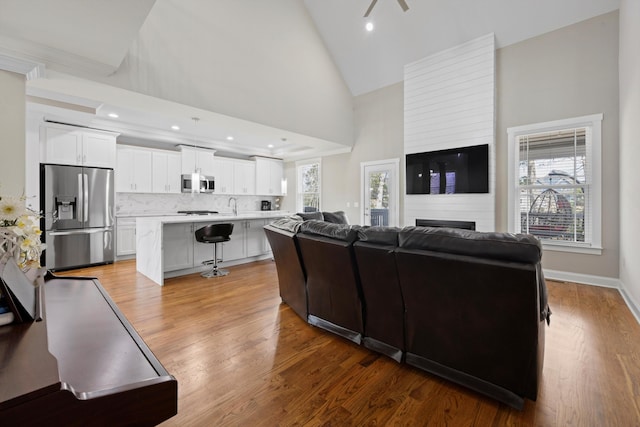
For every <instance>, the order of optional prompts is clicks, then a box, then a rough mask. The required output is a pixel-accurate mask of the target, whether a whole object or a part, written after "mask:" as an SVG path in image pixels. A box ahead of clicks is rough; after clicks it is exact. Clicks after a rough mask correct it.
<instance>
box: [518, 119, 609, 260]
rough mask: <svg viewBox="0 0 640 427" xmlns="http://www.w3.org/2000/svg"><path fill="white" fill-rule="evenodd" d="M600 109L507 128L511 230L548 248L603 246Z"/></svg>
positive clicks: (595, 250)
mask: <svg viewBox="0 0 640 427" xmlns="http://www.w3.org/2000/svg"><path fill="white" fill-rule="evenodd" d="M601 123H602V114H597V115H592V116H585V117H578V118H574V119H567V120H558V121H555V122H546V123H539V124H534V125H527V126H520V127H516V128H509V129H507V133H508V135H509V159H510V161H509V231H513V232H518V233H529V234H533V235H535V236H536V237H538V238H539V239H540V240H541V241H542V243H543V245H544V247H545V249H551V250H565V251H572V252H583V253H598V254H599V253H600V252H601V249H602V248H601V231H600V229H601V224H600V213H601V207H600V204H601V196H600V181H601V164H600V146H601Z"/></svg>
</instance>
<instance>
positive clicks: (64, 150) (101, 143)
mask: <svg viewBox="0 0 640 427" xmlns="http://www.w3.org/2000/svg"><path fill="white" fill-rule="evenodd" d="M117 135H118V134H117V133H113V132H105V131H98V130H93V129H86V128H79V127H75V126H65V125H59V124H54V123H48V124H46V125H43V126H41V127H40V141H41V146H42V148H43V150H42V155H41V160H42V162H43V163H56V164H62V165H79V166H95V167H103V168H114V167H115V166H116V137H117Z"/></svg>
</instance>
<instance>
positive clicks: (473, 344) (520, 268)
mask: <svg viewBox="0 0 640 427" xmlns="http://www.w3.org/2000/svg"><path fill="white" fill-rule="evenodd" d="M283 228H285V229H288V230H285V229H283ZM265 232H266V235H267V238H268V240H269V243H270V244H271V248H272V250H273V255H274V259H275V262H276V267H277V271H278V279H279V285H280V295H281V297H282V300H283V301H284V302H286V303H287V304H288V305H289V306H291V308H292V309H293V310H294V311H295V312H296V313H297V314H298V315H299V316H300V317H302V318H303V319H305V320H306V321H307V322H309V323H311V324H312V325H315V326H318V327H320V328H323V329H325V330H328V331H330V332H333V333H335V334H338V335H340V336H342V337H345V338H347V339H349V340H351V341H353V342H355V343H357V344H362V345H364V346H365V347H367V348H369V349H371V350H373V351H377V352H379V353H382V354H385V355H387V356H389V357H391V358H393V359H394V360H396V361H398V362H403V363H407V364H409V365H412V366H415V367H417V368H420V369H423V370H425V371H427V372H430V373H432V374H435V375H438V376H440V377H443V378H446V379H449V380H451V381H453V382H456V383H458V384H461V385H463V386H466V387H468V388H471V389H473V390H476V391H478V392H480V393H482V394H485V395H487V396H490V397H492V398H494V399H497V400H498V401H500V402H503V403H506V404H508V405H510V406H512V407H514V408H517V409H522V407H523V404H524V399H525V398H528V399H531V400H536V397H537V393H538V385H539V380H540V377H541V374H542V365H543V358H544V332H545V325H544V323H545V322H548V321H549V316H550V310H549V306H548V304H547V293H546V285H545V282H544V277H543V274H542V268H541V264H540V258H541V254H542V249H541V245H540V243H539V241H538V240H537V239H536V238H535V237H533V236H530V235H523V234H508V233H485V232H476V231H468V230H457V229H449V228H429V227H405V228H403V229H399V228H394V227H360V226H351V225H347V224H334V223H328V222H324V221H319V220H309V221H304V222H300V223H296V222H295V221H293V220H292V222H290V223H289V224H285V225H284V226H283V223H280V224H273V225H268V226H265Z"/></svg>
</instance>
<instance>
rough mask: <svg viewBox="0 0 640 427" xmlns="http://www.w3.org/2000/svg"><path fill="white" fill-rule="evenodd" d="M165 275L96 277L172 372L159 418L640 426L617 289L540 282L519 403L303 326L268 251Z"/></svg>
mask: <svg viewBox="0 0 640 427" xmlns="http://www.w3.org/2000/svg"><path fill="white" fill-rule="evenodd" d="M230 271H231V273H230V274H229V276H226V277H224V278H217V279H203V278H201V277H200V276H199V275H190V276H185V277H182V278H175V279H169V280H166V282H165V283H166V285H165V286H164V287H160V286H158V285H156V284H154V283H153V282H151V281H150V280H148V279H146V278H145V277H144V276H142V275H141V274H139V273H136V271H135V262H134V261H125V262H118V263H115V264H113V265H109V266H101V267H93V268H87V269H81V270H74V271H70V272H66V273H59V274H61V275H62V274H66V275H88V276H95V277H98V279H100V282H101V283H102V284H103V286H104V287H105V288H106V289H107V291H108V292H109V294H110V295H111V297H112V298H113V299H114V301H115V302H116V303H117V304H118V306H119V307H120V309H121V310H122V311H123V312H124V314H125V315H126V316H127V318H128V319H129V321H130V322H131V323H132V324H133V326H134V327H135V328H136V329H137V330H138V332H139V333H140V335H141V336H142V338H143V339H144V340H145V342H146V343H147V344H148V345H149V347H150V348H151V349H152V350H153V352H154V353H155V354H156V356H157V357H158V358H159V359H160V361H161V362H162V363H163V365H164V366H165V367H166V368H167V370H168V371H169V372H170V373H171V374H173V375H174V376H175V377H176V378H177V380H178V389H179V391H178V393H179V402H178V415H177V416H175V417H174V418H172V419H170V420H168V421H167V422H166V423H164V424H163V425H166V426H278V425H281V426H294V425H296V426H349V425H353V426H365V425H370V426H372V425H376V426H391V425H393V426H395V425H398V426H422V425H429V426H431V425H434V426H435V425H438V426H440V425H448V426H510V425H512V426H638V425H640V326H639V325H638V323H637V322H636V320H635V318H634V317H633V315H632V314H631V313H630V311H629V310H628V308H627V307H626V305H625V304H624V302H623V300H622V298H621V297H620V295H619V293H618V292H617V291H616V290H614V289H605V288H598V287H593V286H586V285H577V284H572V283H558V282H553V281H549V282H548V288H549V294H550V304H551V307H552V310H553V316H552V318H551V326H550V327H549V328H547V331H546V332H547V338H546V353H545V366H544V372H543V379H542V389H541V391H540V394H539V397H538V400H537V402H530V401H526V404H525V408H524V410H523V411H521V412H519V411H515V410H513V409H511V408H508V407H506V406H504V405H501V404H498V403H496V402H495V401H493V400H491V399H488V398H485V397H483V396H480V395H478V394H476V393H474V392H472V391H469V390H466V389H464V388H462V387H458V386H456V385H453V384H450V383H449V382H447V381H443V380H440V379H438V378H436V377H434V376H432V375H429V374H426V373H424V372H421V371H419V370H416V369H413V368H411V367H408V366H406V365H401V364H398V363H396V362H394V361H392V360H391V359H388V358H386V357H384V356H379V355H377V354H374V353H372V352H370V351H369V350H366V349H364V348H362V347H359V346H357V345H355V344H352V343H350V342H348V341H346V340H344V339H341V338H339V337H336V336H333V335H331V334H329V333H327V332H324V331H322V330H320V329H317V328H314V327H312V326H310V325H308V324H306V323H305V322H304V321H303V320H302V319H300V318H299V317H298V316H297V315H296V314H295V313H294V312H293V311H292V310H291V309H290V308H289V307H287V305H286V304H281V301H280V297H279V295H278V279H277V274H276V269H275V264H274V263H273V262H272V261H261V262H257V263H252V264H247V265H241V266H236V267H231V268H230Z"/></svg>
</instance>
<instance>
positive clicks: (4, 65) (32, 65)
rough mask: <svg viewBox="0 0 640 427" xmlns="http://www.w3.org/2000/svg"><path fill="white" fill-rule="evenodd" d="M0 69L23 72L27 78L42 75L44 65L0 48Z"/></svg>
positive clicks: (36, 78)
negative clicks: (10, 53)
mask: <svg viewBox="0 0 640 427" xmlns="http://www.w3.org/2000/svg"><path fill="white" fill-rule="evenodd" d="M0 70H5V71H11V72H12V73H18V74H23V75H24V76H25V77H26V78H27V80H33V79H37V78H40V77H44V73H45V66H44V64H42V63H40V62H36V61H33V60H30V59H24V58H19V57H17V56H14V55H10V54H8V53H6V52H3V51H2V50H0Z"/></svg>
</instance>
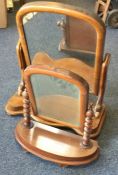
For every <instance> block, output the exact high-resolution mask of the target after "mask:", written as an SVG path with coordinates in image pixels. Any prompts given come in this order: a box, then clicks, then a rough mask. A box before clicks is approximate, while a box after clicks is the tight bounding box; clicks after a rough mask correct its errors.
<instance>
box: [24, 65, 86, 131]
mask: <svg viewBox="0 0 118 175" xmlns="http://www.w3.org/2000/svg"><path fill="white" fill-rule="evenodd" d="M37 74H39V75H40V74H43V75H48V76H53V77H56V78H59V79H62V80H65V81H67V82H70V83H71V84H73V85H76V86H77V87H78V89H79V99H78V100H77V99H72V98H67V97H66V98H65V97H64V96H60V99H59V98H57V99H58V105H59V104H60V108H61V109H62V110H63V112H64V113H65V112H66V113H68V115H67V116H68V120H69V121H68V122H69V123H68V122H64V121H61V120H56V119H54V118H49V117H46V116H42V115H40V114H38V113H37V107H36V106H37V105H36V102H35V98H36V97H34V93H33V89H32V84H31V80H30V78H31V76H32V75H37ZM24 80H25V84H26V88H27V91H28V94H29V98H30V101H31V103H32V112H33V115H35V116H37V118H41V119H44V120H45V119H46V120H48V121H52V122H54V123H56V122H57V123H59V124H61V125H63V126H68V127H70V128H76V129H79V130H81V131H83V127H84V116H85V114H86V110H87V106H88V93H89V87H88V84H87V82H86V81H85V80H84V79H83V78H82V77H80V76H79V75H77V74H74V73H73V72H70V71H67V70H65V69H60V68H56V67H55V66H54V67H53V66H49V65H35V66H33V65H32V66H29V67H27V68H26V70H25V72H24ZM57 95H58V94H57ZM57 97H58V96H57ZM49 100H50V102H52V103H53V106H51V104H52V103H50V104H49V103H48V106H46V103H47V101H48V102H49ZM40 101H41V102H40V105H41V106H42V108H44V111H45V108H46V109H47V108H48V109H49V110H51V108H54V109H55V108H56V109H57V110H58V106H56V103H57V100H56V95H55V96H47V97H46V96H45V98H44V99H42V100H40ZM63 101H64V102H66V104H68V105H67V106H68V109H64V108H63ZM54 103H55V105H54ZM44 105H45V106H44ZM42 108H41V109H42ZM69 108H70V109H69ZM42 110H43V109H42ZM65 110H66V111H65ZM75 110H76V111H78V112H79V117H78V120H77V121H76V122H78V123H79V126H77V125H76V124H73V122H71V120H73V121H74V116H75V115H74V114H75ZM69 112H70V114H71V115H72V116H73V119H71V118H72V116H71V115H70V114H69ZM35 118H36V117H35Z"/></svg>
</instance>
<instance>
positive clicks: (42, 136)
mask: <svg viewBox="0 0 118 175" xmlns="http://www.w3.org/2000/svg"><path fill="white" fill-rule="evenodd" d="M31 122H33V127H32V128H28V127H26V126H24V124H23V119H22V120H21V121H20V122H19V123H18V124H17V126H16V130H15V136H16V140H17V141H18V142H19V144H20V145H21V146H22V147H23V148H24V149H25V150H27V151H28V152H31V153H33V154H34V155H36V156H39V157H41V158H43V159H46V160H49V161H52V162H55V163H58V164H61V165H84V164H88V163H90V162H92V161H94V160H95V159H97V157H98V155H99V146H98V144H97V142H96V141H93V140H91V142H90V143H91V145H90V147H88V148H84V147H82V146H81V141H82V137H80V136H78V135H76V134H72V133H69V132H66V131H63V130H60V129H57V128H54V127H51V126H47V125H44V124H41V123H38V122H34V121H31Z"/></svg>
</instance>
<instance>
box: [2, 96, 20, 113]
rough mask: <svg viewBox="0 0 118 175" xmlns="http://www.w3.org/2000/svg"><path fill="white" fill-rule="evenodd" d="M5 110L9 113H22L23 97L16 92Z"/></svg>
mask: <svg viewBox="0 0 118 175" xmlns="http://www.w3.org/2000/svg"><path fill="white" fill-rule="evenodd" d="M5 111H6V112H7V114H8V115H12V116H15V115H20V114H23V98H22V96H19V95H17V93H15V94H14V95H13V96H12V97H11V98H10V99H9V100H8V101H7V104H6V106H5Z"/></svg>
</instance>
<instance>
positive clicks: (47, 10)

******************************

• **Task item**
In the records above, return precisely the line containing "box: [2, 96, 20, 113]" and each line that comes after it, up to the final one.

• **Response to this task**
box: [2, 96, 20, 113]
rough mask: <svg viewBox="0 0 118 175" xmlns="http://www.w3.org/2000/svg"><path fill="white" fill-rule="evenodd" d="M5 110L9 113H22L23 97L16 92Z"/></svg>
mask: <svg viewBox="0 0 118 175" xmlns="http://www.w3.org/2000/svg"><path fill="white" fill-rule="evenodd" d="M5 111H6V112H7V114H8V115H12V116H15V115H20V114H23V98H22V96H19V95H17V93H15V94H14V95H13V96H12V97H11V98H10V99H9V100H8V101H7V104H6V106H5Z"/></svg>
</instance>
<instance>
positive clicks: (47, 10)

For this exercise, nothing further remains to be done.